= Beginning of Section =

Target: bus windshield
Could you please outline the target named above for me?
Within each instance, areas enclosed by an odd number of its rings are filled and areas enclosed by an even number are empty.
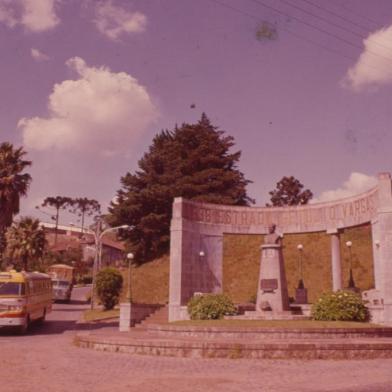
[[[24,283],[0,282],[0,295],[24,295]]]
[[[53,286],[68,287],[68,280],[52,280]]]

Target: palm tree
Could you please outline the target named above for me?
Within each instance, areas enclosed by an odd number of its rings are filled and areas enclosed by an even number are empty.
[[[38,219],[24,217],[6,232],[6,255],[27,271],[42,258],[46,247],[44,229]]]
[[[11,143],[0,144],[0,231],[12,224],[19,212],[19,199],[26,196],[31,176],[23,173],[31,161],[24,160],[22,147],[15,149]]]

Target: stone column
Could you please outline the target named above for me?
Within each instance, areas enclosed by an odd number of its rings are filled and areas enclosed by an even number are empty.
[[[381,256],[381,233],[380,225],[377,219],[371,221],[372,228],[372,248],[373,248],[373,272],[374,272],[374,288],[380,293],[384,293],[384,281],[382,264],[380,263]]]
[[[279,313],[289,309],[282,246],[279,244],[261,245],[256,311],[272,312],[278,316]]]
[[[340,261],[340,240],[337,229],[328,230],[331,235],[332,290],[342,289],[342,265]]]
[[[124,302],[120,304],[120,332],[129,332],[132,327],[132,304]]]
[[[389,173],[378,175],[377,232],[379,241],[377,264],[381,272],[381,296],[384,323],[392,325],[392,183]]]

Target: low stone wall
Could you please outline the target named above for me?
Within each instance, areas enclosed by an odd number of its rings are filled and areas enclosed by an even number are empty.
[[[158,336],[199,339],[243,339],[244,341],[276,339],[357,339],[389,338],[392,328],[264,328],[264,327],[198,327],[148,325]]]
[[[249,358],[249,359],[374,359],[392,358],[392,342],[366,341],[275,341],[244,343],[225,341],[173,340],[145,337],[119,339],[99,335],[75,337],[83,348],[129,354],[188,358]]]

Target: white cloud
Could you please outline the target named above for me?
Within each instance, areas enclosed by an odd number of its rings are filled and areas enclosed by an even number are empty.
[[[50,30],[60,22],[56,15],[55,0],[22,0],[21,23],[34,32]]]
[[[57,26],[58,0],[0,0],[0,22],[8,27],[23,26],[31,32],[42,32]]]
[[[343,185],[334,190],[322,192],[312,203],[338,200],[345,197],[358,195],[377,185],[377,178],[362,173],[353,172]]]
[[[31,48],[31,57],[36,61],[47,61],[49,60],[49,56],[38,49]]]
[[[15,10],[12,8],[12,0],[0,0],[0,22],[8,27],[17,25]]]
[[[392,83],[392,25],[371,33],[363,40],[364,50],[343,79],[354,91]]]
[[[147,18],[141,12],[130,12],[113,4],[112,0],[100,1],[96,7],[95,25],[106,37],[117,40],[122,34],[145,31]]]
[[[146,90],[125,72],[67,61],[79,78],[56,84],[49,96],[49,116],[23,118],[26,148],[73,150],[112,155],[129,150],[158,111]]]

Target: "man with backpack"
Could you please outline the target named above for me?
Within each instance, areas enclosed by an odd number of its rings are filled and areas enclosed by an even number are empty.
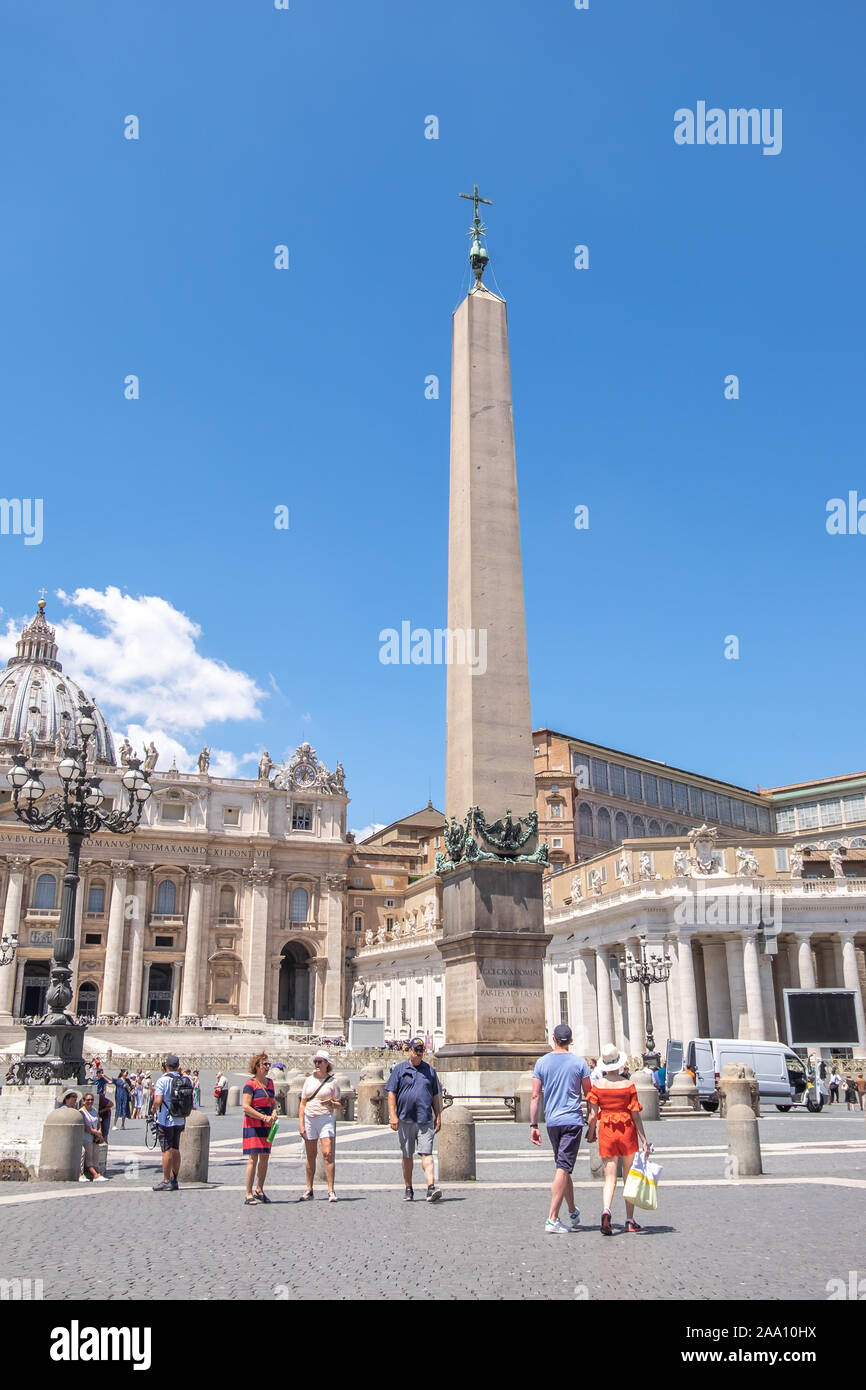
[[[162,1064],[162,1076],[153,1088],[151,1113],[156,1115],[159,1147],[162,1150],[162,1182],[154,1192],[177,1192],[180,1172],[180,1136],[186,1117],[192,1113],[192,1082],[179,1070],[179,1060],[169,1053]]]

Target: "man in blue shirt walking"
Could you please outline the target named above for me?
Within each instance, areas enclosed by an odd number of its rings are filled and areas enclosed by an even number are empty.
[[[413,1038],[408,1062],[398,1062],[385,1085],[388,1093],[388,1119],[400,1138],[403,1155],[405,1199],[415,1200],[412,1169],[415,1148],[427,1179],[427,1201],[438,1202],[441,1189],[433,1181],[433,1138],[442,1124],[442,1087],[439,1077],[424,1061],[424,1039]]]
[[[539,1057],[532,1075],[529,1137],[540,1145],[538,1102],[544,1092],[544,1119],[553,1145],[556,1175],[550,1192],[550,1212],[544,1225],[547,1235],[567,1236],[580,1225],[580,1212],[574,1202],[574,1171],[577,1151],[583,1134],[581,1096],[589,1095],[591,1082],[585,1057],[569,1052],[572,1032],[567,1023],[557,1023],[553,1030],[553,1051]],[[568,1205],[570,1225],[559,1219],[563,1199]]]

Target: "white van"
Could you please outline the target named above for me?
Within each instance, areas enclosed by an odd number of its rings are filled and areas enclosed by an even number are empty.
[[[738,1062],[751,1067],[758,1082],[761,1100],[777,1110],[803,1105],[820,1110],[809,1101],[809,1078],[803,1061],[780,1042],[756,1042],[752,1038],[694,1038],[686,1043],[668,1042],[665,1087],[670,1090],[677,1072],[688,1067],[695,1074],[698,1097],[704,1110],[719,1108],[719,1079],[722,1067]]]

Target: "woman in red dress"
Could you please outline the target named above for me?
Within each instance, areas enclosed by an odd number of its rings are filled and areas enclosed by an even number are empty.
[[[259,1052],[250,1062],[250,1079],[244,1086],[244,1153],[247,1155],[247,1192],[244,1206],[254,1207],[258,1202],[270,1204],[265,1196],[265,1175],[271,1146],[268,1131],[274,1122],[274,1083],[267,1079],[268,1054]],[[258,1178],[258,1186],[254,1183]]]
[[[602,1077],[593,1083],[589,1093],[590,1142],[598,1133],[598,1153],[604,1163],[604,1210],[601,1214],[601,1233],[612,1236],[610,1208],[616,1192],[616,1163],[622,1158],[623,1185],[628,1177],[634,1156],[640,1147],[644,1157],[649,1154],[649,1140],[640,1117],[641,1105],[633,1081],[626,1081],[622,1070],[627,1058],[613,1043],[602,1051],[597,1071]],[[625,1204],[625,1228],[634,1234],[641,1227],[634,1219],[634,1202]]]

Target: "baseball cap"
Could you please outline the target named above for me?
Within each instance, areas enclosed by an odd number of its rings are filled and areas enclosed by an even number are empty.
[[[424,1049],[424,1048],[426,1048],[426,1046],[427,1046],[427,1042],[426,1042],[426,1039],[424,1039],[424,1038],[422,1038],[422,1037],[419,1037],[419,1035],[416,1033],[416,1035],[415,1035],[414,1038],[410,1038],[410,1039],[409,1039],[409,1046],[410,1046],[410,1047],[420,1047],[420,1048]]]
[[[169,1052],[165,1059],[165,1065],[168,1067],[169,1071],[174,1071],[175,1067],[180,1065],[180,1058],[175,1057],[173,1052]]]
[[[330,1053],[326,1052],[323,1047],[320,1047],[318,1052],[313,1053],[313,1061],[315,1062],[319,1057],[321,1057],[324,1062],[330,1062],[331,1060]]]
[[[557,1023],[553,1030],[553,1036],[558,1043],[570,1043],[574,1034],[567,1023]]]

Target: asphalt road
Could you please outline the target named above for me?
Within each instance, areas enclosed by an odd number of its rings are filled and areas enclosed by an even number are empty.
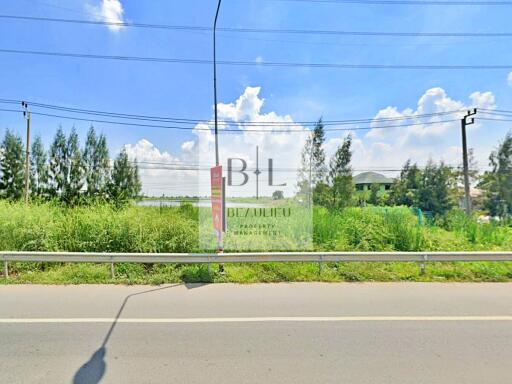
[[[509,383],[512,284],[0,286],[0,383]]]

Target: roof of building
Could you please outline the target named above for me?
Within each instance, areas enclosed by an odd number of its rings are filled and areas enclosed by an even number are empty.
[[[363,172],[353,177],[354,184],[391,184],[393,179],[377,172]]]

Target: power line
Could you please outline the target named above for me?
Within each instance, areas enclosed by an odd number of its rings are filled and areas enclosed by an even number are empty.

= End of Section =

Retype the data above exactly. Leave the pictures out.

▶ [ANSWER SECTION]:
Target: bus windshield
Could you please outline the target named above for me?
Within each instance, areas enclosed by an odd number of its rings are filled and areas enclosed by an even number are empty.
[[[24,283],[0,282],[0,295],[24,295]]]
[[[53,286],[68,287],[68,280],[52,280]]]

Target: palm tree
Could you please outline the target named above for me?
Within each instance, areas enclosed by an odd number of its rings are filled and areas enclosed by an even number are empty.
[[[38,219],[24,217],[6,232],[6,255],[27,271],[42,258],[46,247],[44,229]]]
[[[11,143],[0,144],[0,231],[12,224],[19,212],[19,199],[26,196],[31,176],[23,173],[31,161],[24,160],[22,147],[15,149]]]

Target: stone column
Could you please outline the target named above for me?
Within each instance, areas enclosed by an odd number of its rings are filled and areas enclosed by an even number are empty.
[[[381,256],[381,233],[380,225],[377,219],[371,221],[372,228],[372,248],[373,248],[373,272],[374,272],[374,288],[380,293],[384,293],[384,281],[382,264],[380,263]]]
[[[279,313],[289,309],[282,246],[279,244],[261,245],[256,311],[272,312],[278,316]]]
[[[340,261],[340,240],[337,229],[328,230],[331,235],[332,290],[342,289],[342,265]]]
[[[124,302],[120,304],[120,332],[129,332],[132,327],[132,304]]]
[[[389,173],[378,175],[377,232],[379,241],[377,264],[381,272],[381,296],[384,323],[392,325],[392,183]]]

Target: low stone wall
Could you please outline the target named above for me?
Within each instance, areas enclosed by an odd number of its rings are filled and areas enclosed by an even number are empty.
[[[158,336],[199,339],[243,339],[244,341],[276,339],[357,339],[389,338],[392,328],[264,328],[264,327],[198,327],[148,325]]]
[[[249,358],[249,359],[374,359],[392,358],[392,342],[366,341],[275,341],[244,343],[225,341],[173,340],[145,337],[119,339],[99,335],[75,337],[83,348],[129,354],[188,358]]]

Target: white cloud
Could you please outline the target named above for me?
Within each instance, areas enclosed by an odd number of its rings are filled and areas enclosed by an even number are empty.
[[[50,30],[60,22],[56,15],[55,0],[22,0],[21,23],[34,32]]]
[[[57,26],[58,0],[0,0],[0,22],[8,27],[23,26],[31,32],[42,32]]]
[[[343,185],[334,190],[322,192],[312,203],[338,200],[345,197],[358,195],[377,185],[377,178],[362,173],[353,172]]]
[[[31,48],[31,57],[36,61],[47,61],[49,60],[49,56],[38,49]]]
[[[15,10],[12,8],[12,0],[0,0],[0,22],[8,27],[17,25]]]
[[[392,83],[392,25],[371,33],[363,40],[364,50],[343,79],[354,91]]]
[[[147,18],[141,12],[130,12],[113,4],[112,0],[100,1],[96,7],[95,25],[106,37],[117,40],[122,34],[145,31]]]
[[[146,90],[125,72],[67,61],[79,78],[56,84],[49,96],[49,116],[23,118],[26,148],[73,150],[112,155],[129,150],[158,111]]]

Target: "man with backpack"
Could you please outline the target named above for me?
Within each instance, areas enclosed by an odd number of its rings are filled and areas enclosed by an even number are empty.
[[[162,1064],[162,1076],[153,1088],[151,1113],[156,1115],[159,1147],[162,1150],[162,1182],[154,1192],[177,1192],[180,1172],[180,1136],[186,1117],[192,1113],[192,1082],[179,1070],[179,1060],[169,1053]]]

Target: "man in blue shirt walking"
Could you please outline the target named above for me?
Within each instance, areas enclosed by an odd number of its rings are filled and areas enclosed by an even number are empty.
[[[413,1038],[408,1062],[398,1062],[385,1085],[388,1093],[388,1119],[400,1138],[403,1155],[405,1199],[415,1200],[412,1169],[415,1148],[427,1179],[427,1201],[438,1202],[441,1189],[433,1181],[433,1138],[442,1124],[442,1087],[439,1077],[424,1061],[424,1039]]]
[[[539,1057],[532,1075],[529,1137],[540,1145],[538,1102],[544,1092],[544,1119],[553,1145],[556,1175],[550,1192],[550,1212],[544,1225],[547,1235],[567,1236],[580,1225],[580,1212],[574,1202],[574,1171],[577,1151],[583,1134],[581,1096],[589,1095],[591,1082],[585,1057],[569,1052],[572,1032],[567,1023],[557,1023],[553,1030],[553,1051]],[[568,1205],[570,1225],[559,1219],[563,1199]]]

Target: "white van"
Could you please outline the target named above for me?
Within each instance, areas enclosed by an odd number of its rings are filled and areas enclosed by an even number are empty.
[[[738,1062],[751,1067],[758,1082],[761,1100],[777,1110],[803,1105],[820,1110],[809,1101],[809,1078],[803,1061],[780,1042],[756,1042],[752,1038],[694,1038],[686,1043],[668,1042],[665,1087],[670,1090],[677,1072],[688,1067],[695,1074],[698,1097],[704,1110],[719,1108],[719,1079],[722,1067]]]

Target: "woman in red dress"
Could you please outline the target named above for me?
Within each instance, areas enclosed by an odd number of its rings are filled and areas enclosed by an even number are empty.
[[[259,1052],[250,1062],[250,1079],[244,1086],[244,1153],[247,1155],[247,1192],[244,1206],[254,1207],[258,1202],[270,1204],[265,1196],[265,1175],[271,1146],[268,1131],[274,1122],[274,1083],[267,1079],[268,1054]],[[258,1178],[258,1186],[254,1183]]]
[[[602,1077],[593,1083],[589,1093],[590,1142],[598,1133],[598,1153],[604,1163],[604,1210],[601,1214],[601,1233],[612,1236],[610,1208],[616,1192],[616,1163],[622,1158],[623,1185],[628,1177],[634,1156],[640,1147],[644,1157],[649,1154],[649,1140],[640,1117],[641,1105],[633,1081],[626,1081],[622,1070],[627,1058],[613,1043],[602,1051],[597,1071]],[[625,1204],[625,1228],[634,1234],[641,1227],[634,1219],[634,1202]]]

Target: "baseball cap"
Could you please outline the target named above for me?
Within each instance, areas enclosed by an odd number of its rings are filled and areas enclosed by an even number are empty.
[[[424,1049],[424,1048],[426,1048],[426,1046],[427,1046],[427,1042],[426,1042],[426,1039],[424,1039],[424,1038],[422,1038],[422,1037],[419,1037],[419,1035],[416,1033],[416,1035],[415,1035],[414,1038],[410,1038],[410,1039],[409,1039],[409,1046],[410,1046],[410,1047],[420,1047],[420,1048]]]
[[[169,1052],[165,1059],[165,1065],[168,1067],[169,1071],[174,1071],[175,1067],[180,1065],[180,1058],[175,1057],[173,1052]]]
[[[330,1053],[326,1052],[323,1047],[320,1047],[318,1052],[313,1053],[313,1061],[315,1062],[319,1057],[321,1057],[324,1062],[330,1062],[331,1060]]]
[[[557,1023],[553,1030],[553,1036],[558,1043],[570,1043],[574,1034],[567,1023]]]

Target: asphalt road
Could you please outline the target named above for me?
Within each instance, areas enclosed by an odd number of its rings are filled and areas enclosed by an even number are empty.
[[[509,383],[512,284],[0,286],[0,383]]]

Target: roof of building
Could you please outline the target named above for me?
Within each instance, areas enclosed by an odd number of its rings are filled and areas enclosed by an even number are empty.
[[[363,172],[353,177],[354,184],[391,184],[393,179],[377,172]]]

Target: power line
Could you please outline the target named above for me?
Within each instance, areas enclosed by an odd number of its rings are filled and areas enclosed by an even number are empty.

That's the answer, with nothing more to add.